_Task requirements_.
A - Transcribe, word for word, the part of the StringTensorPack description that opens with the words containing "StringTensorPack uses indices" and closes with "string’s endings. Required.".
B - In the StringTensorPack description, what element type does the 1D tensor that encodes the concatenated strings data have?

_Excerpted passage_.

StringTensorPack#

Versioned name: StringTensorPack-15

Category: Type

Short description: StringTensorPack transforms a concatenated strings data (encoded as 1D tensor of u8 element type) into a string tensor using begins and ends indices.

Detailed description

Consider inputs:

  • begins = [0, 5]

  • ends = [5, 13]

  • symbols = “IntelOpenVINO”

StringTensorPack uses indices from begins and ends to transform concatenated string symbols into output, a string tensor. The output.shape is equal to begins.shape and ends.shape, and in this case output holds values ["Intel", "OpenVINO"].

When defining begins and ends, the notation [a, b) is used. This means that the range starts with a and includes all values up to, but not including, b. That is why in the example given the length of “IntelOpenVINO” is 12, but ends vector contains 13. The shapes of begins and ends are required to be equal.

Inputs

  • 1: begins - ND tensor of non-negative integer numbers of type T_IDX, containing indices of each string’s beginnings. Required.

  • 2: ends - ND tensor of non-negative integer numbers of type T_IDX, containing indices of each string’s endings. Required.

_Supplied information_.

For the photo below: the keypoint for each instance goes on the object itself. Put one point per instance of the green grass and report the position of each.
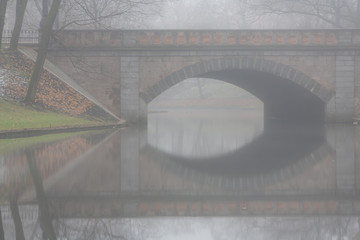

_Set of answers_.
A -
StringTensorPack uses indices from begins and ends to transform concatenated string symbols into output, a string tensor. The output.shape is equal to begins.shape and ends.shape, and in this case output holds values ["Intel", "OpenVINO"].

When defining begins and ends, the notation [a, b) is used. This means that the range starts with a and includes all values up to, but not including, b. That is why in the example given the length of “IntelOpenVINO” is 12, but ends vector contains 13. The shapes of begins and ends are required to be equal.

Inputs

  • 1: begins - ND tensor of non-negative integer numbers of type T_IDX, containing indices of each string’s beginnings. Required.

  • 2: ends - ND tensor of non-negative integer numbers of type T_IDX, containing indices of each string’s endings. Required.

B - u8